***** Material for the task *****

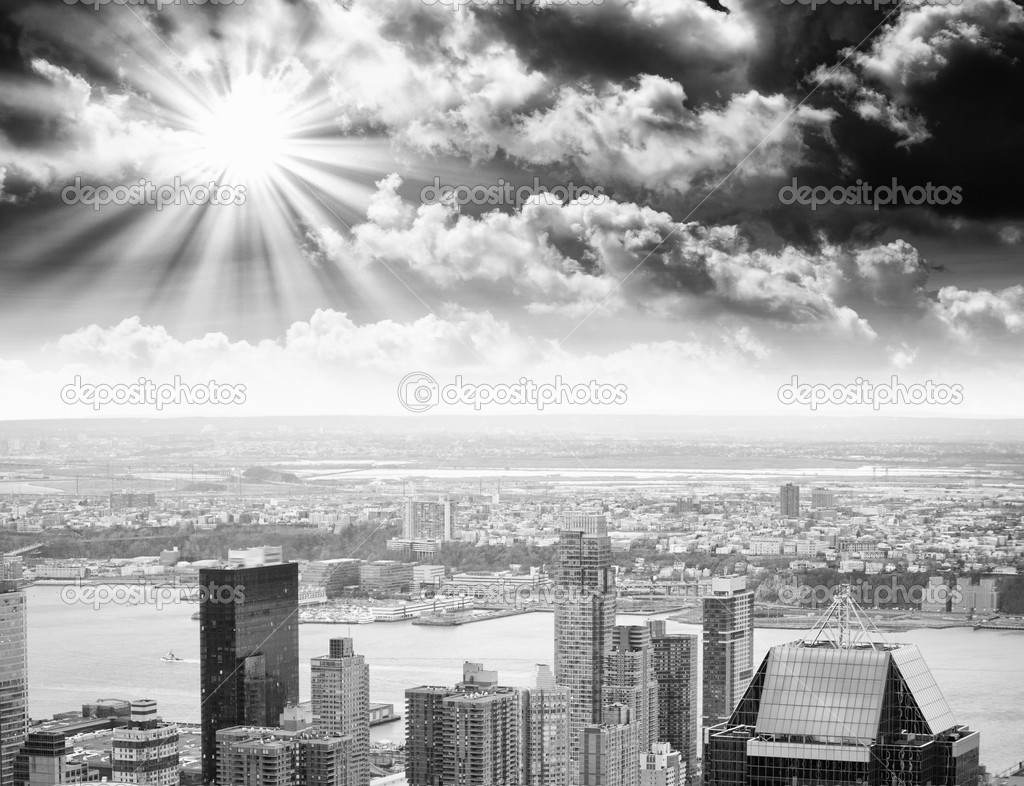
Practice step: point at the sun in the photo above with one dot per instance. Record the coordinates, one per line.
(246, 133)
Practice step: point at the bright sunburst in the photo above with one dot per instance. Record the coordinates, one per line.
(251, 111)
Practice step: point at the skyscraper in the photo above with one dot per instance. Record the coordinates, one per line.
(838, 708)
(822, 498)
(788, 501)
(629, 679)
(145, 751)
(249, 649)
(728, 646)
(678, 677)
(584, 621)
(662, 767)
(545, 730)
(610, 749)
(429, 520)
(13, 678)
(252, 755)
(340, 690)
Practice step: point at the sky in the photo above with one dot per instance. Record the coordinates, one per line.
(677, 262)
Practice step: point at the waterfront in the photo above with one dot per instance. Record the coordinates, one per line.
(78, 654)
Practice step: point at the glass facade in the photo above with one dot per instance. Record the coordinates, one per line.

*****

_What you are asked to do_
Copy the items word for word, starting at the line that contains "Practice step: point at the bright" and continuing through the last item.

_Solution to this exercise_
Practice step: point at the bright sunburst in the photo above with one dot per instance. Record the coordinates, one per line.
(251, 111)
Practice step: point at the skyscraper in the photo above with one dot per instance. Record the coordinates, one per line.
(838, 708)
(822, 498)
(788, 501)
(629, 679)
(145, 751)
(249, 649)
(728, 646)
(678, 677)
(584, 621)
(662, 767)
(545, 730)
(610, 749)
(429, 520)
(13, 678)
(252, 755)
(340, 690)
Practice step: point at the sky in the photo above with one dot per instance. Record the coordinates, one per line.
(677, 262)
Practice step: point at the waterfront in the photo above with one dot per instance. Record the coordinates, one per line.
(78, 654)
Practice step: point at the glass facade in the photo above with one dot per instance. Record the coordinates, one per line.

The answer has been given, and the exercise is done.